__Given task a__
Summarize the concert program note below in two sentences.
-- Start Selection --
Spring – cantata, op. 20

Berlioz

Nuits d'été – song cycle, op. 7

interval

Rachmaninoff

The Bells – cantata, op. 35

In the second half of the 18th century, concert arias constituted a natural part of orchestral concerts. In the 19th century, symphonic songs, song cycles and lyric cantatas performed a similar function. The programme for this night of Romantic music with the Hungarian Radio Symphony Orchestra features some representative works from this unique genre conceived in the 19th century. As he did with so many other Romantic genres, Hector Berlioz played a key role in the development of Romantic songs, with his orchestral version of Schubert's Erlkönig and his own Nuits d'été springing immediately to mind. His example had a stimulating effect on Liszt, Richard Strauss, Mahler, Grieg, Ravel and, of course, the Russian composers Rimsky-Korsakov and Rachmaninoff. The cantata Spring originates from 1902, during the period of Rachmaninoff's creative rebirth and around the same time he wrote his renowned Piano Concerto No. 2. The poem he selected to set to music is about a jealous and frustrated husband who is disappointed in his marriage and gripped by passionate and murderous thoughts of revenge. The approaching spring, however, delivers to him the possibility of relief and forgiveness.
Rachmaninoff's orchestral poem The Bells, which is often referred to as a 'choral symphony', dates from more than ten years later. The primary inspiration behind this piece, composed to a Russian translation of Edgar Allan Poe's famous poem, was perhaps not the verses themselves but the acoustic imprint from childhood of the ringing bells of Russian churches, not to mention the presence of bells in the works of the great Russian composers who had come before him.
-- End Selection --
__Given task b__
In the listing, start at the line containing "Annotate the tree stump" and continue through the final line of the listing, rewriting those lines as a numbered list without blank lines. Leave the pictures out of your answer.
-- Start Input records --
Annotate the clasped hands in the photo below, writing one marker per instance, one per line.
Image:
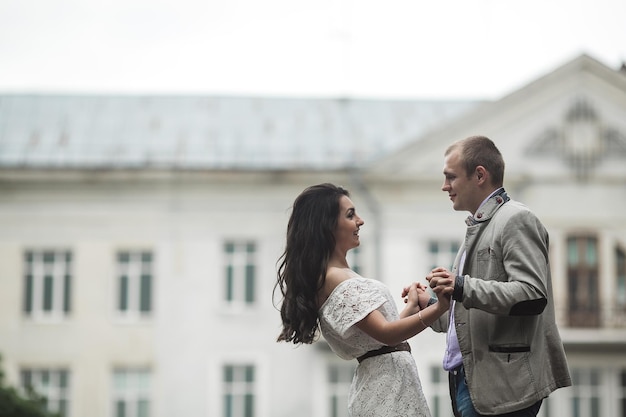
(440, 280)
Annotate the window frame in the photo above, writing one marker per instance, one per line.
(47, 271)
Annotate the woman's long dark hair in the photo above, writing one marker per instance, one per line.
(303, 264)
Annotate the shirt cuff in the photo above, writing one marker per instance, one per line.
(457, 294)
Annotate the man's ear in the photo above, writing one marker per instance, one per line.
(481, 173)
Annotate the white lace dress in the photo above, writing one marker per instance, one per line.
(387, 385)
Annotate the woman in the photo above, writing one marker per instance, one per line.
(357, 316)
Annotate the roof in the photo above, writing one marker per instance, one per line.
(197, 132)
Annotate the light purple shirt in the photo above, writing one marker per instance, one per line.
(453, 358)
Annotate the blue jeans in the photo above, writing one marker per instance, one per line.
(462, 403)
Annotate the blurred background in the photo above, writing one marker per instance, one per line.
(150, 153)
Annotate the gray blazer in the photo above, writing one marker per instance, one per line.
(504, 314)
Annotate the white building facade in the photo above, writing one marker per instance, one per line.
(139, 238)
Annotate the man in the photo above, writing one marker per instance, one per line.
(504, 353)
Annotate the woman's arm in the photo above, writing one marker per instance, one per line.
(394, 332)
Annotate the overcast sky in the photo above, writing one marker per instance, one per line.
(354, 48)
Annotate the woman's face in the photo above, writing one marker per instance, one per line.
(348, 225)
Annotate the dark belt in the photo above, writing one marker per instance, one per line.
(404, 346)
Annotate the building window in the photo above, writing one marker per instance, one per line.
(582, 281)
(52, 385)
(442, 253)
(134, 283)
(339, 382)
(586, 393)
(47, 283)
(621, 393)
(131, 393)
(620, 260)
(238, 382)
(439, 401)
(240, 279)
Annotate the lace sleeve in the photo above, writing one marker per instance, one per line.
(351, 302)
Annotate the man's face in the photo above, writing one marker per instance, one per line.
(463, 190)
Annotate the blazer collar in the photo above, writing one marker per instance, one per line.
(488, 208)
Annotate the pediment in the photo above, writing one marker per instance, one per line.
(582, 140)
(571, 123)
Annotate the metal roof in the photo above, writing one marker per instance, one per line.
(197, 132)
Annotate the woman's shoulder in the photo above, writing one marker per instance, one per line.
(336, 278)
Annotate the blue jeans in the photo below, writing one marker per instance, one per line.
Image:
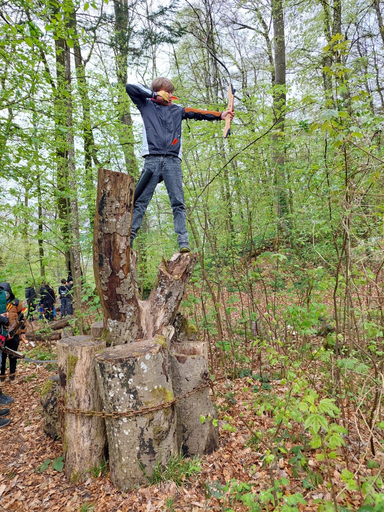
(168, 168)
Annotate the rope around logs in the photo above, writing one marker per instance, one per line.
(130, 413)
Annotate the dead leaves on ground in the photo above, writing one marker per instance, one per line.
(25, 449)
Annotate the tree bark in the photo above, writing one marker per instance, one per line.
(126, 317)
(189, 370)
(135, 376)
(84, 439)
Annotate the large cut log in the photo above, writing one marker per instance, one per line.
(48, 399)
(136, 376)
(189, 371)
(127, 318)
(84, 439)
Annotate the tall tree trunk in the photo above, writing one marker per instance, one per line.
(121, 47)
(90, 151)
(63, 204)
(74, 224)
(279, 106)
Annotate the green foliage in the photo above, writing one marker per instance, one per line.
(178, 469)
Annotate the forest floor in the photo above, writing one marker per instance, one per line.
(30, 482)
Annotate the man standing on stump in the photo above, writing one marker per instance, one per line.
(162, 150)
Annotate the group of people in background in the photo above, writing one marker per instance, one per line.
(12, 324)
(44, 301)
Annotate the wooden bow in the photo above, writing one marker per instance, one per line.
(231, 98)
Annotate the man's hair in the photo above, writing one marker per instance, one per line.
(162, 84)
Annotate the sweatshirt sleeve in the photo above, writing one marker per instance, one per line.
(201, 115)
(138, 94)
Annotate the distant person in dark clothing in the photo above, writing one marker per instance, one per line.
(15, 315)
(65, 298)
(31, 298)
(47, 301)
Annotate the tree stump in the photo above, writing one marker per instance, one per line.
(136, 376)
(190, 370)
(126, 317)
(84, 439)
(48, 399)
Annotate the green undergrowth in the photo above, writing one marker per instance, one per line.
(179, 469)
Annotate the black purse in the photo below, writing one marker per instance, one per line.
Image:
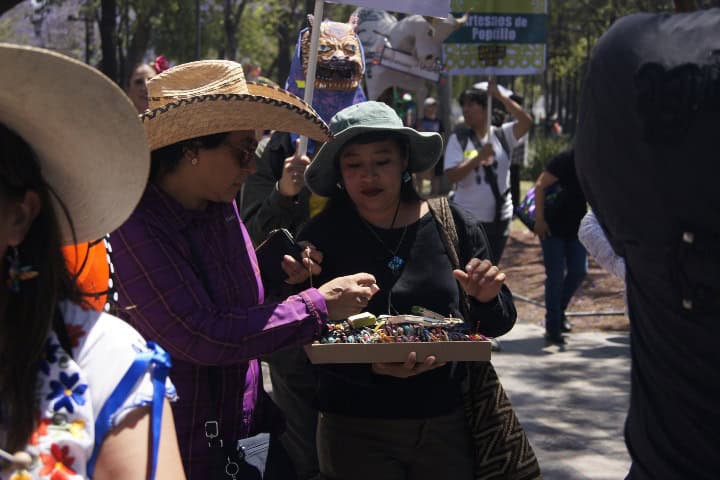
-- End Input records --
__Exercise response a__
In the 19th century, symphonic songs, song cycles and lyric cantatas took over the place that concert arias had held in orchestral concerts, and this evening of Romantic music with the Hungarian Radio Symphony Orchestra presents representative works of that genre, in whose development Hector Berlioz played a key role. Rachmaninoff's 1902 cantata Spring sets a poem about a jealous, frustrated husband to whom the approaching spring offers relief and forgiveness, while his orchestral poem The Bells, written more than ten years later to a Russian translation of Poe's poem, was perhaps inspired chiefly by his childhood memory of the ringing bells of Russian churches.

__Exercise response b__
1. Annotate the tree stump in the photo above, writing one marker per instance, one per line.
2. (136, 376)
3. (190, 370)
4. (126, 317)
5. (84, 439)
6. (48, 399)
7. Annotate the green undergrowth in the photo above, writing one marker per instance, one per line.
8. (179, 469)
9. Annotate the black purse in the photo below, writing one marker per instance, one per line.
10. Image:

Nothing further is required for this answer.